Quoted passage –
-- Begin --

Today many data science (DS) organizations are accelerating the agile analytics development process using Databricks notebooks. Fully leveraging the distributed computing power of Apache Spark™, these organizations are able to interact easily with data at multi-terabytes scale, from exploration to fast prototype and all the way to productionize sophisticated machine learning (ML) models. As fast iteration is achieved at high velocity, what has become increasingly evident is that it is non-trivial to manage the DS life cycle for efficiency, reproducibility, and high-quality. The challenge multiplies in large enterprises where data volume grows exponentially, the expectation of ROI is high on getting business value from data, and cross-functional collaborations are common.
In this blog, we introduce a joint work with Iterable that hardens the DS process with best practices from software development. This approach automates building, testing, and deployment of DS workflow from inside Databricks notebooks and integrates fully with MLflow and Databricks CLI. It enables proper version control and comprehensive logging of important metrics, including functional and integration tests, model performance metrics, and data lineage. All of these are achieved without the need to maintain a separate build server.
Overview
In a typical software development workflow (e.g. Github flow), a feature branch is created based on the master branch for feature development. A notebook can be synced to the feature branch via Github integration. Or a notebook can be exported from Databrick workspace to your laptop and code changes are committed to the feature branch with git commands. When the development is ready for review, a Pull Request (PR) will be set up and the feature branch will be deployed to a staging environment for integration testing. Once tested and approved, the feature branch will be merged into the master branch. The master branch is always ready to be deployed to production environments.
In our approach, the driver of the deployment and testing processes is a notebook. The driver notebook can run on its own cluster or a dedicated high-concurrency cluster shared with other deployment notebooks. The notebooks can be triggered manually or they can be integrated with a build server for a full-fledged CI/CD implementation. The input parameters include the deployment environment (testing, staging, prod, etc), an experiment id, with which MLflow logs messages and artifacts, and source code version.
As depicted in the workflow below, the driver notebook starts by initializing the access tokens to both the Databricks workspace and the source code repo (e.g. github). The building and deploying process runs on the driver node of the cluster, and the build artifacts will be deployed to a dbfs directory. The deploy status and messages can be logged as part of the current MLflow run.
After the deployment, functional and integration tests can be triggered by the driver notebook. The test results are logged as part of a run in an MLflow experiment. The test results from different runs can be tracked and compared with MLflow. In this blog, python and scala code are provided as examples of how to utilize MLflow tracking capabilities in your tests.
Automate Notebooks Deployment Process
First of all, a uuid and a dedicated work directory is created for a deployment so that concurrent deployments are isolated from each other. The following code snippet shows how the deploy uuid is assigned from the active run id of an MLflow experiment, and how the working directory is created.

-- End --

Available data –
-- Begin --

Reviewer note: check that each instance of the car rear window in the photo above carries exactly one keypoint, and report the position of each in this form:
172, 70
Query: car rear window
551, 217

-- End --

To do –
(a) Give the passage of the notebook deployment article between "In our approach, the" and "source code version.", inclusive, switching "build server" to "CI server".
(b) Resume the notebook deployment article from the point where it stops.

Replies –
(a)
In our approach, the driver of the deployment and testing processes is a notebook. The driver notebook can run on its own cluster or a dedicated high-concurrency cluster shared with other deployment notebooks. The notebooks can be triggered manually or they can be integrated with a CI server for a full-fledged CI/CD implementation. The input parameters include the deployment environment (testing, staging, prod, etc), an experiment id, with which MLflow logs messages and artifacts, and source code version.

(b)
import mlflow active_run = mlflow.start_run(experiment_id=experiment_id) deploy_uuid = active_run.info.run_id workspace = "/tmp/{}".format(deploy_uuid) print("workspace: {}".format(workspace)) if not os.path.exists(workspace): os.mkdir(workspace)
To authenticate and access Databricks CLI and Github, you can set up personal access tokens. Details of setting up CLI authentication can be found at: Databricks CLI > Set up authentication. Access tokens should be treated with care. Explicitly including the tokens in the notebooks can be dangerous. The tokens can accidentally be exposed when the notebook is exported and shared with other users.
One way to protect your tokens is to store the tokens in Databricks secrets. A scope needs to be created first:
databricks secrets create-scope --scope cicd-test
To store a token in a scope:
databricks secrets put --scope cicd-test --key token
To access the tokens stored in secrets, dbutils.secrets.get
can be utilized. The fetched tokens are displayed in notebooks as [REDACTED]. The permission to access a token can be defined using Secrets ACL. For more details about the secrets API, please refer to Databricks Secrets API.
The following code snippet shows how secrets are retrieved from a scope:
db_token = dbutils.secrets.get(scope = pipeline_config["secrets_scope"], key = pipeline_config["databricks_access_token"]) git_username = dbutils.secrets.get(scope = pipeline_config["secrets_scope"], key = pipeline_config["github_user"]) git_token = dbutils.secrets.get(scope = pipeline_config["secrets_scope"], key = pipeline_config["github_access_token"])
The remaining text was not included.